SELECTED EXCERPT:
4. Ensure that our universities continue to produce a high number of relevant degrees. Employers considering investing in Utah want to know how many universities and colleges in our state produce relevant degrees and how many students receive those degrees. We hope that leading Utah universities will find ways to maintain accreditations for key programs without compromising their mission and beliefs.
5. Invest heavily in K-12 computer literacy. Local investment in K-12 computer science programs will create a more attractive labor base for employers to locate here. Leading employers often ask what the K-12 learning environment is like before hiring a talent pool in a market.
6. Encourage clean air. Wildfire smoke invaded our Wasatch area last summer and is a growing problem. Low water levels in the Great Salt Lake can expose the lake bed and cause dust to fill the air we breathe. Ozone levels are of concern. Nearly 50% of all the pollution in the valley comes from our cars. We should encourage electric car charging networks and support Utah cities that want to achieve net zero emissions.

BRIEF:
Reproduce the part of the Utah policy excerpt starting with "4. Ensure that" and going on through "in a market.".

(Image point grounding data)
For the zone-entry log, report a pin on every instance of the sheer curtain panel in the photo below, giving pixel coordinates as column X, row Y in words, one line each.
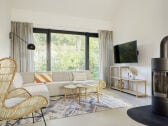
column 106, row 54
column 19, row 52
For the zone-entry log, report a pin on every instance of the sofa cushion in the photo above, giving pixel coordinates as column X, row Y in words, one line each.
column 43, row 77
column 17, row 81
column 61, row 76
column 79, row 76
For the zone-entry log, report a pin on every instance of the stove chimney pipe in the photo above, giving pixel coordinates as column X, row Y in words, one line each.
column 164, row 47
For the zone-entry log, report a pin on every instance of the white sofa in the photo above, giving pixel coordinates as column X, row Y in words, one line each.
column 59, row 80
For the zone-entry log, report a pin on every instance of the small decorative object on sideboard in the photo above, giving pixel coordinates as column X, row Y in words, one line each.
column 133, row 72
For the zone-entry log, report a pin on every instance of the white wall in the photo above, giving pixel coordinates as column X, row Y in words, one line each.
column 4, row 28
column 147, row 22
column 62, row 22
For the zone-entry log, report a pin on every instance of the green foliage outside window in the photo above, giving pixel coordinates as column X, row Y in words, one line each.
column 67, row 53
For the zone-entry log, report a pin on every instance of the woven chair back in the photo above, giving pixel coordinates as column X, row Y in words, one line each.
column 7, row 72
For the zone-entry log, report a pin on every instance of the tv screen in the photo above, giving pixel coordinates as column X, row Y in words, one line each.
column 126, row 53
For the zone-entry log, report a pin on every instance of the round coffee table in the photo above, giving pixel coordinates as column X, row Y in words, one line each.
column 70, row 90
column 85, row 87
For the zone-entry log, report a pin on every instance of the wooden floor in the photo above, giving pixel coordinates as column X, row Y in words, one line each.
column 113, row 117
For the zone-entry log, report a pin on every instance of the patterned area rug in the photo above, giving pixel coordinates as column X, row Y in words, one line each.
column 58, row 108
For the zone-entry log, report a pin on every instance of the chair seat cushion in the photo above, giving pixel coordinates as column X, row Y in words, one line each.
column 13, row 101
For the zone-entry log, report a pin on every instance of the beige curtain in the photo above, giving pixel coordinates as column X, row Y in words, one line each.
column 19, row 51
column 106, row 54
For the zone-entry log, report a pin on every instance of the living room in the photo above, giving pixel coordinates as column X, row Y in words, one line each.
column 140, row 20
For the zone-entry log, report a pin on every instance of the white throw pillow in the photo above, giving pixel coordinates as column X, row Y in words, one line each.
column 17, row 81
column 79, row 76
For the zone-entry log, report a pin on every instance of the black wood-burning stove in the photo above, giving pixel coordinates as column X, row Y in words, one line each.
column 160, row 80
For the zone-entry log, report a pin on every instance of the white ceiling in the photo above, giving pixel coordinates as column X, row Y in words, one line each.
column 95, row 9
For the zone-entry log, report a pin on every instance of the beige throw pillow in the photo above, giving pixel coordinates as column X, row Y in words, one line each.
column 79, row 76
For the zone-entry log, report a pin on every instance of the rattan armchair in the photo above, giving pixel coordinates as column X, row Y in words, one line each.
column 18, row 103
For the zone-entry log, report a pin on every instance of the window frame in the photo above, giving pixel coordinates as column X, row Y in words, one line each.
column 48, row 33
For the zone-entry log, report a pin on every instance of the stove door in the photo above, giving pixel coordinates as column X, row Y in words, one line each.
column 160, row 84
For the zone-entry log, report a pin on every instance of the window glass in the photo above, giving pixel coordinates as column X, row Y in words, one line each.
column 67, row 52
column 40, row 61
column 94, row 57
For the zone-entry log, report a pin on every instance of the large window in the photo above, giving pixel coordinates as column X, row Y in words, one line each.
column 66, row 50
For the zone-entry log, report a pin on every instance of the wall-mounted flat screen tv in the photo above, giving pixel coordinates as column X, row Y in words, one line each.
column 126, row 53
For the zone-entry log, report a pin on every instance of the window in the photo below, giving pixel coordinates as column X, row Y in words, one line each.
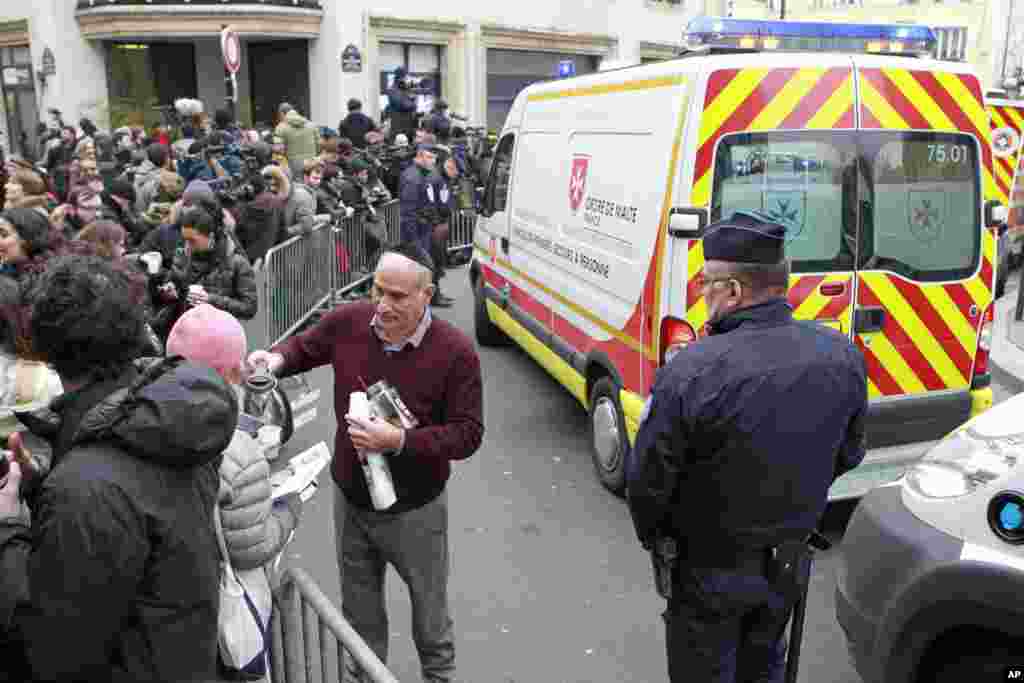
column 805, row 180
column 925, row 193
column 950, row 43
column 141, row 77
column 501, row 174
column 422, row 63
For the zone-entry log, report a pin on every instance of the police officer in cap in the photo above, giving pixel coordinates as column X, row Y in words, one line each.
column 742, row 435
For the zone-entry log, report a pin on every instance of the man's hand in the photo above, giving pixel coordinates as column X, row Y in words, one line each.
column 373, row 434
column 10, row 503
column 198, row 295
column 273, row 361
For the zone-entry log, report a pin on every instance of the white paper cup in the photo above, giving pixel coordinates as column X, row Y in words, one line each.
column 269, row 438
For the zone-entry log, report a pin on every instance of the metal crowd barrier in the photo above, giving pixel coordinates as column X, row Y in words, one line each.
column 310, row 641
column 306, row 273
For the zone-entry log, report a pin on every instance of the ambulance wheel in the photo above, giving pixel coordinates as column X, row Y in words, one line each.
column 487, row 334
column 610, row 442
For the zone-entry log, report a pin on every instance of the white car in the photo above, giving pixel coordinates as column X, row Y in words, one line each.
column 930, row 579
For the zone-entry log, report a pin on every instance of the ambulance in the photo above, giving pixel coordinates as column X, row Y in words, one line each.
column 588, row 247
column 1007, row 119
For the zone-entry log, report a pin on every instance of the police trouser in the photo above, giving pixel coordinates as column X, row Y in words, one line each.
column 726, row 625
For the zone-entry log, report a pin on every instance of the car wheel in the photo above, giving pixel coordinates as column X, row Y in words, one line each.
column 610, row 443
column 953, row 662
column 487, row 334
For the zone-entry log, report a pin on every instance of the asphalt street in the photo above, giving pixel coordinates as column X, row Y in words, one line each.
column 548, row 582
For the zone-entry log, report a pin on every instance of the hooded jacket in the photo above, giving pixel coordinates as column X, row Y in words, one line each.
column 146, row 184
column 223, row 271
column 300, row 140
column 118, row 579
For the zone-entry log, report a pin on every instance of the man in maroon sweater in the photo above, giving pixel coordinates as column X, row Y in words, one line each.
column 436, row 372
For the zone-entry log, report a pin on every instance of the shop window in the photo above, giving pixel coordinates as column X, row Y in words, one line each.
column 143, row 77
column 422, row 62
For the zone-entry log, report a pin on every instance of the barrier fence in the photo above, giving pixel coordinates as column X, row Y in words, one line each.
column 310, row 641
column 308, row 273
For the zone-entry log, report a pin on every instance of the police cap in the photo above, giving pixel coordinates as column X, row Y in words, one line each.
column 745, row 237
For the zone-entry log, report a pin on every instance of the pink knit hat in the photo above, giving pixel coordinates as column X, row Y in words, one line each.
column 209, row 336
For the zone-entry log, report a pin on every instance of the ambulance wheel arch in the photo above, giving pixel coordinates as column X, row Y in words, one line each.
column 609, row 444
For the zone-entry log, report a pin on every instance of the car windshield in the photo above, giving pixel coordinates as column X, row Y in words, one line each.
column 906, row 202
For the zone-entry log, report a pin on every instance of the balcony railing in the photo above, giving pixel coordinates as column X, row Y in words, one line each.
column 306, row 4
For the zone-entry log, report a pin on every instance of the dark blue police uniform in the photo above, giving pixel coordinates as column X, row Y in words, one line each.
column 743, row 434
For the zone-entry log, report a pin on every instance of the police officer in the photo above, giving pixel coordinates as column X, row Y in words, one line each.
column 742, row 435
column 422, row 207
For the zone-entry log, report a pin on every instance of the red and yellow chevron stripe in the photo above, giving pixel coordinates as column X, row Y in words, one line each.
column 930, row 335
column 749, row 99
column 1003, row 116
column 903, row 98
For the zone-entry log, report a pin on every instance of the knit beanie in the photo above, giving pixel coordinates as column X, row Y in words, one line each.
column 196, row 190
column 209, row 336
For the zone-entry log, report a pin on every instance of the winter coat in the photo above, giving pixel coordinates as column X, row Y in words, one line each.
column 255, row 530
column 354, row 127
column 300, row 138
column 117, row 580
column 299, row 211
column 146, row 184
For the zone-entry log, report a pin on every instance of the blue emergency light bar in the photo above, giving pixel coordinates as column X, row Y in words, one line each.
column 708, row 33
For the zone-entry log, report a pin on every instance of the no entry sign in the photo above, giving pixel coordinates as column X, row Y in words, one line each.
column 230, row 49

ANSWER SPACE:
4. Ensure that our universities continue to produce a high number of relevant degrees. Employers considering investing in Utah want to know how many universities and colleges in our state produce relevant degrees and how many students receive those degrees. We hope that leading Utah universities will find ways to maintain accreditations for key programs without compromising their mission and beliefs.
5. Invest heavily in K-12 computer literacy. Local investment in K-12 computer science programs will create a more attractive labor base for employers to locate here. Leading employers often ask what the K-12 learning environment is like before hiring a talent pool in a market.